§ Objective
Only the lines from the line containing "[indicate] the belfry" to the end of the entries should be repeated, exactly as they appear.

>>

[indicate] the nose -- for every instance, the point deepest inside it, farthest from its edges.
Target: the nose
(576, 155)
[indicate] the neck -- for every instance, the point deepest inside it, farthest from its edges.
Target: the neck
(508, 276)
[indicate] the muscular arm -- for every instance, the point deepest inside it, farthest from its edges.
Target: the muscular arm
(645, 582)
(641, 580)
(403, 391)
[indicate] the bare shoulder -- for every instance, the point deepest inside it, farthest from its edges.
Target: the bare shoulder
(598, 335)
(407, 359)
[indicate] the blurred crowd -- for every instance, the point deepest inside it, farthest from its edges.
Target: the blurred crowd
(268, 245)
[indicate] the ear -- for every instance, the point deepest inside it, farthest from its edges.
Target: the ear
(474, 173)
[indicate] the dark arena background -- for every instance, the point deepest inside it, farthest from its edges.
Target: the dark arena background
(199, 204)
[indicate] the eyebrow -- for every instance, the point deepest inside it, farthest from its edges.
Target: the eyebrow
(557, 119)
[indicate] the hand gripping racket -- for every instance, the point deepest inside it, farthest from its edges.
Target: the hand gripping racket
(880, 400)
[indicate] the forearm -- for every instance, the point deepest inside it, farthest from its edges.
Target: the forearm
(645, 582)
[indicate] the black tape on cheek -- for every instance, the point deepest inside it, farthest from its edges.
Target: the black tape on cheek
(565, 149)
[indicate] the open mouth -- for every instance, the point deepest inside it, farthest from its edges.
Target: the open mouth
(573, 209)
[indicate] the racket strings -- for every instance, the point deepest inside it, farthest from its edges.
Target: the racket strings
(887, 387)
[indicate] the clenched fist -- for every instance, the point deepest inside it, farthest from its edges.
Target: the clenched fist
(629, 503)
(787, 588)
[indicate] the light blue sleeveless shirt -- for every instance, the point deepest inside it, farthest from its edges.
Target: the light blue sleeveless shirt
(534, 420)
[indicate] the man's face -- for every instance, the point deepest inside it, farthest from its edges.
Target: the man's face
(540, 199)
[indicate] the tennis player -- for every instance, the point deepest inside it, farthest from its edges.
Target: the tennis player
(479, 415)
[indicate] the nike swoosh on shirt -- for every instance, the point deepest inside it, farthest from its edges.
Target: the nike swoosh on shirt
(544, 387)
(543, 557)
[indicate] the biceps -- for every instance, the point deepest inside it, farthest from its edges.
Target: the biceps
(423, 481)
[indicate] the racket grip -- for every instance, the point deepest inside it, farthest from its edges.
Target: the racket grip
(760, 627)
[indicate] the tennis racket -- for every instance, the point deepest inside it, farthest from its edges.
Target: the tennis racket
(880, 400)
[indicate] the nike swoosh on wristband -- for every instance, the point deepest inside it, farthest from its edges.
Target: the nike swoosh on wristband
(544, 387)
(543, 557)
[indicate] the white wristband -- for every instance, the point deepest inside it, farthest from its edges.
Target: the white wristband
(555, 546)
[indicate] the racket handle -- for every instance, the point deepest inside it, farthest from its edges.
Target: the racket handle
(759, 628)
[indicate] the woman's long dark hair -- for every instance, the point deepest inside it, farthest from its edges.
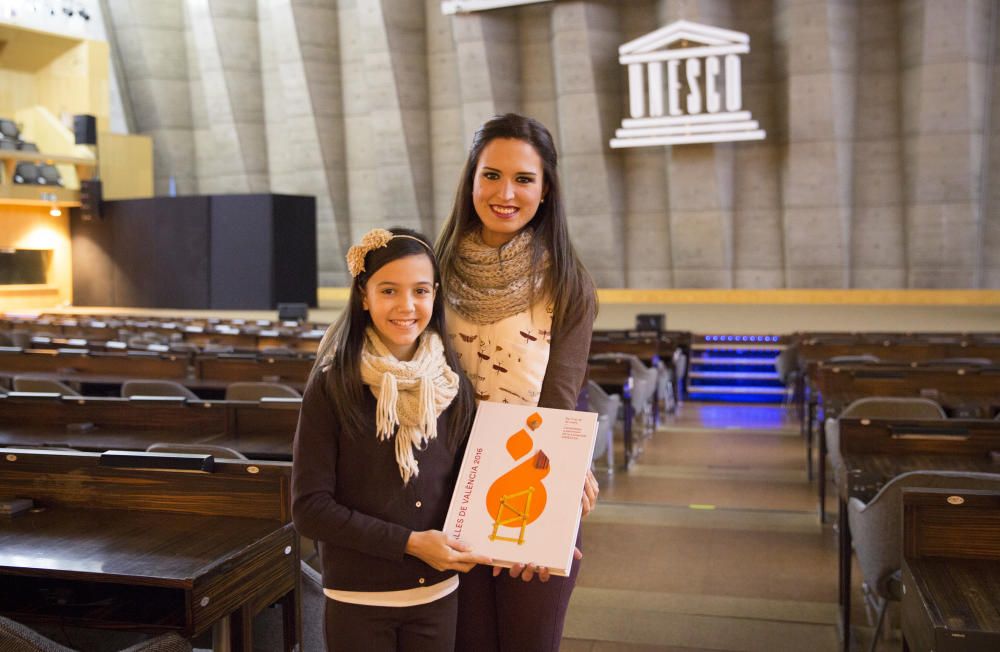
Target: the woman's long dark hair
(339, 354)
(565, 280)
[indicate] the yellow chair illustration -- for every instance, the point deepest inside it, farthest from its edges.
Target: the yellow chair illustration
(518, 497)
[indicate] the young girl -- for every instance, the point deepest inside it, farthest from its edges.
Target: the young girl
(521, 312)
(384, 417)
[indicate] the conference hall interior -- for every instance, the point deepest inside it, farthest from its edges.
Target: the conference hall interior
(790, 210)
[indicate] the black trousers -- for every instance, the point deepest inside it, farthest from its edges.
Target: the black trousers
(504, 614)
(423, 628)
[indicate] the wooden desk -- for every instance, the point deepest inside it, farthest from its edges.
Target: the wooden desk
(148, 550)
(94, 367)
(951, 571)
(259, 430)
(292, 371)
(616, 376)
(874, 452)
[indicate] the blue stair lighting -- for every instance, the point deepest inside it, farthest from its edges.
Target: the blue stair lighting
(735, 369)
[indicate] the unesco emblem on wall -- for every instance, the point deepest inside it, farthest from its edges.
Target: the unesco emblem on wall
(685, 86)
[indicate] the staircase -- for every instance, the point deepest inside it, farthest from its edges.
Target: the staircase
(735, 368)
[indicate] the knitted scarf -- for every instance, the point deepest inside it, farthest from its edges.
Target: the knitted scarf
(410, 395)
(492, 283)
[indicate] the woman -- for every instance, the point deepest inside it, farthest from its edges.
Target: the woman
(384, 417)
(521, 310)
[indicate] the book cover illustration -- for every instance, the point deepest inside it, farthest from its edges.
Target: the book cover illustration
(518, 493)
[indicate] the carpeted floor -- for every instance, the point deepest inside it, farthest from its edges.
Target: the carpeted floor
(711, 541)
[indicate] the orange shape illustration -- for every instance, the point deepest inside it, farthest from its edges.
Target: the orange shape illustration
(518, 497)
(519, 444)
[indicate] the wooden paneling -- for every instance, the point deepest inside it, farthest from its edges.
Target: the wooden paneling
(76, 480)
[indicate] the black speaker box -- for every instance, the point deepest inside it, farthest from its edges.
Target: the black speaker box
(85, 129)
(650, 322)
(293, 312)
(90, 199)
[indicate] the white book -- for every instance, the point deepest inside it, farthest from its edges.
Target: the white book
(518, 493)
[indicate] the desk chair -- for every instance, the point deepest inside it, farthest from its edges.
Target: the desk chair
(787, 367)
(877, 530)
(220, 452)
(156, 388)
(643, 390)
(267, 624)
(29, 384)
(877, 407)
(254, 391)
(19, 638)
(607, 406)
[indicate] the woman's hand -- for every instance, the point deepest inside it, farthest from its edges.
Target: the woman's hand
(527, 571)
(590, 491)
(440, 552)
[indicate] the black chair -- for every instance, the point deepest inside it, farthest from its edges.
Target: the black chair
(19, 638)
(48, 175)
(8, 129)
(26, 172)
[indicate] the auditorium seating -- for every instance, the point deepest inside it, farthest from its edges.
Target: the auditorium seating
(877, 530)
(29, 384)
(137, 388)
(220, 452)
(254, 391)
(16, 637)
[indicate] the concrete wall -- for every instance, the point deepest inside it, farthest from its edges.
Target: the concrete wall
(881, 166)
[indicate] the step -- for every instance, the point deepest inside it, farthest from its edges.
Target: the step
(737, 346)
(725, 389)
(750, 362)
(736, 375)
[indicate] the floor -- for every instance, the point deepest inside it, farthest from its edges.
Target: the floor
(711, 541)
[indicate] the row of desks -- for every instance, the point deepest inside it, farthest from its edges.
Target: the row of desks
(962, 392)
(212, 372)
(951, 570)
(874, 451)
(247, 335)
(260, 430)
(148, 549)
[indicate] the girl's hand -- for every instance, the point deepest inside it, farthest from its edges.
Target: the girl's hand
(527, 571)
(440, 552)
(590, 491)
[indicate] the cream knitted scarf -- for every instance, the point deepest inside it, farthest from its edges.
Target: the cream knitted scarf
(492, 283)
(410, 395)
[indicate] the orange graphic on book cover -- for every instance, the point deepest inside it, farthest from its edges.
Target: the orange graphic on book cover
(518, 497)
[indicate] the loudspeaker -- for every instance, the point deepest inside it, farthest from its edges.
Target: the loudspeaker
(90, 199)
(85, 129)
(293, 312)
(650, 322)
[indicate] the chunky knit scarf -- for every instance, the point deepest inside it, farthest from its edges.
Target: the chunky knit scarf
(491, 284)
(410, 395)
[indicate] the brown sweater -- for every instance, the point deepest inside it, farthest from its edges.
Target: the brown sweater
(566, 371)
(347, 495)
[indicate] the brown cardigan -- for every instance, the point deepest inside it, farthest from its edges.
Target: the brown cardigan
(569, 349)
(347, 495)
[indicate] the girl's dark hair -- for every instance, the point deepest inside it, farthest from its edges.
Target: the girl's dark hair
(565, 279)
(339, 355)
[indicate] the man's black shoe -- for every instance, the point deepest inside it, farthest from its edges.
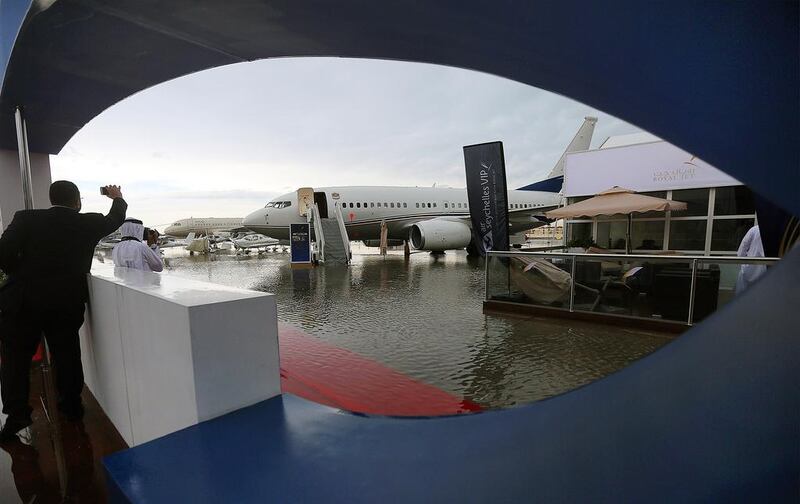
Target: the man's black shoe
(73, 412)
(11, 427)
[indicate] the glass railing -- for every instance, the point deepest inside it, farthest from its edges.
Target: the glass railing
(684, 289)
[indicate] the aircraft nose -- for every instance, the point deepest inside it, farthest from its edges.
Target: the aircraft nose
(254, 219)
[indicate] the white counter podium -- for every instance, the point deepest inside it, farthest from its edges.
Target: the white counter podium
(161, 353)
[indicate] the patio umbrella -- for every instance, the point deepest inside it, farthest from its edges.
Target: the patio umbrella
(616, 200)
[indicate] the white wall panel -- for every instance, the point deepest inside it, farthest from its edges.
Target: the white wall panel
(162, 353)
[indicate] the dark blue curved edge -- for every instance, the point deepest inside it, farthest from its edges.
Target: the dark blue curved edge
(713, 416)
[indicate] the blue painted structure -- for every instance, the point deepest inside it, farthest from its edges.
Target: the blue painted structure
(708, 417)
(712, 416)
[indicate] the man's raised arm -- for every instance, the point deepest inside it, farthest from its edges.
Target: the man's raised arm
(116, 216)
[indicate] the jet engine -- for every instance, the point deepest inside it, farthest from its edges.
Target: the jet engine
(438, 235)
(377, 243)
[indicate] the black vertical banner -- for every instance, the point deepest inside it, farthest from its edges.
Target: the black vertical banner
(487, 195)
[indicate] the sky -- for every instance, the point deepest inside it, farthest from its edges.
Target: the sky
(223, 142)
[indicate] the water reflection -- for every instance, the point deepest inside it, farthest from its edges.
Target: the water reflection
(423, 316)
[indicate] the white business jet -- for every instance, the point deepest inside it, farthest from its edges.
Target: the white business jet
(431, 218)
(203, 226)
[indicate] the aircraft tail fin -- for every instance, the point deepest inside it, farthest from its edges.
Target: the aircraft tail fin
(580, 142)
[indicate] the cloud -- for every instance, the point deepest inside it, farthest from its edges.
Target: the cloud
(214, 142)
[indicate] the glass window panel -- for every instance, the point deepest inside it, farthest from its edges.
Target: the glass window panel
(655, 194)
(737, 200)
(611, 235)
(647, 235)
(696, 200)
(687, 235)
(727, 234)
(580, 232)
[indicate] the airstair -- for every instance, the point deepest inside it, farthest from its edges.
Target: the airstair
(331, 243)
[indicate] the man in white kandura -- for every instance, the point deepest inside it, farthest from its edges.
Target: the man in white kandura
(131, 252)
(751, 246)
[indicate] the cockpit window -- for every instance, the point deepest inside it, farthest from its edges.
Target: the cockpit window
(279, 204)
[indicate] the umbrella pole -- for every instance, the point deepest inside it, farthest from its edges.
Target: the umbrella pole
(628, 234)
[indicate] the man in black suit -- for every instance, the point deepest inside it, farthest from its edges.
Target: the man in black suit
(47, 255)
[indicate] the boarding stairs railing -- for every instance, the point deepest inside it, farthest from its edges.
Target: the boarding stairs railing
(318, 245)
(337, 213)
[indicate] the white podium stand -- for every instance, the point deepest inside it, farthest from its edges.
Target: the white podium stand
(161, 353)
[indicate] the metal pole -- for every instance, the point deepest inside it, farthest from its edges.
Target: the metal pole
(628, 235)
(486, 276)
(51, 409)
(572, 285)
(691, 292)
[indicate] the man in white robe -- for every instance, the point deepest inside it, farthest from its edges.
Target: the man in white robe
(131, 252)
(751, 246)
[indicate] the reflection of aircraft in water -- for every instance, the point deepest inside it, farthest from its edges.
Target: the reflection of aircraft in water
(250, 242)
(431, 218)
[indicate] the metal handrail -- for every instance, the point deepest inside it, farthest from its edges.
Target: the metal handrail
(319, 236)
(622, 257)
(337, 211)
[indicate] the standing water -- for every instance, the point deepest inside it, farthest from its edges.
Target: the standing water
(423, 317)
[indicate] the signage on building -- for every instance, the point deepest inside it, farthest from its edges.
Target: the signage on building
(487, 195)
(300, 239)
(655, 166)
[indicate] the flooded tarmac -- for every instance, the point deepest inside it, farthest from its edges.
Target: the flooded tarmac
(423, 317)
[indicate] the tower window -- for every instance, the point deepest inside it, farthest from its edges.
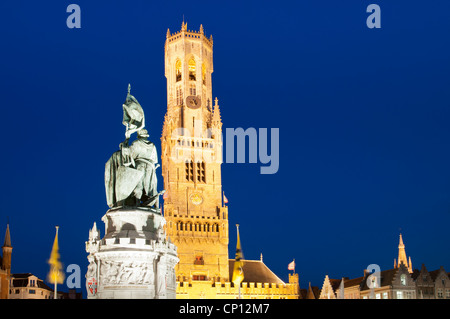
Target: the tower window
(201, 172)
(179, 96)
(178, 70)
(189, 167)
(192, 90)
(204, 74)
(191, 66)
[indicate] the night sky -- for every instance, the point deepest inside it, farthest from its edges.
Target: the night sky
(363, 116)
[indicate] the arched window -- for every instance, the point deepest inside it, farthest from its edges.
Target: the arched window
(191, 66)
(204, 73)
(189, 168)
(178, 70)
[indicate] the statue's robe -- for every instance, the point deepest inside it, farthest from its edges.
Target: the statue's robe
(139, 178)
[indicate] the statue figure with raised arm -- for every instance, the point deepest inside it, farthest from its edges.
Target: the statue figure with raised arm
(130, 178)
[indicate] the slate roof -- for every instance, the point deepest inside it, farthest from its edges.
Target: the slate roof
(256, 271)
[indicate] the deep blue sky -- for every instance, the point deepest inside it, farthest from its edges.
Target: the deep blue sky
(364, 119)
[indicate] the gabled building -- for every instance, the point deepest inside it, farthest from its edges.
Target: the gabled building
(441, 283)
(29, 286)
(395, 283)
(424, 283)
(312, 292)
(329, 288)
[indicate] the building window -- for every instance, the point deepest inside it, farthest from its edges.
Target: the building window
(403, 280)
(199, 277)
(191, 66)
(179, 96)
(199, 260)
(204, 74)
(192, 90)
(178, 70)
(201, 172)
(189, 168)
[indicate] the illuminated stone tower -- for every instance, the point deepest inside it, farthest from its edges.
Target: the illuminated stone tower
(402, 256)
(191, 152)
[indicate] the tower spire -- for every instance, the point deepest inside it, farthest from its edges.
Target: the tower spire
(402, 256)
(7, 242)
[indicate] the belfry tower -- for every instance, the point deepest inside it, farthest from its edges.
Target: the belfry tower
(191, 152)
(402, 256)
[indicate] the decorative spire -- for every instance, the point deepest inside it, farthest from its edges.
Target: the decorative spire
(7, 242)
(402, 256)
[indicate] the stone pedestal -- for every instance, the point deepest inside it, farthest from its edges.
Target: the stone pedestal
(133, 260)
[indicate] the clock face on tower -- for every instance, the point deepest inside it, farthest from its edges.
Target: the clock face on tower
(193, 102)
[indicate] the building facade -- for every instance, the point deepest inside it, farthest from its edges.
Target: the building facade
(5, 263)
(191, 158)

<<

§ Solved exercise
[indicate] the belfry tower -- for every instance, the point deepest inside it, farthest from its edges.
Target: the belfry tower
(191, 152)
(402, 256)
[indicate] the decorative spire -- for every instance, the point deepest inside it, farthest from its edges.
Target: the decorative spire
(7, 242)
(402, 256)
[indicate] the stone pedestal -- for every instance, the point deepest inside it, farthest from its edges.
Target: the stone pedestal
(133, 260)
[indicate] the clock face on tower -- for every instance, the point deepest inside it, farthest from its edges.
Target: the clock face on tower
(193, 102)
[indicate] the building facade -- for every instance, the point deepest inside it, farthest from its edges.
Target: the building facade
(5, 263)
(191, 158)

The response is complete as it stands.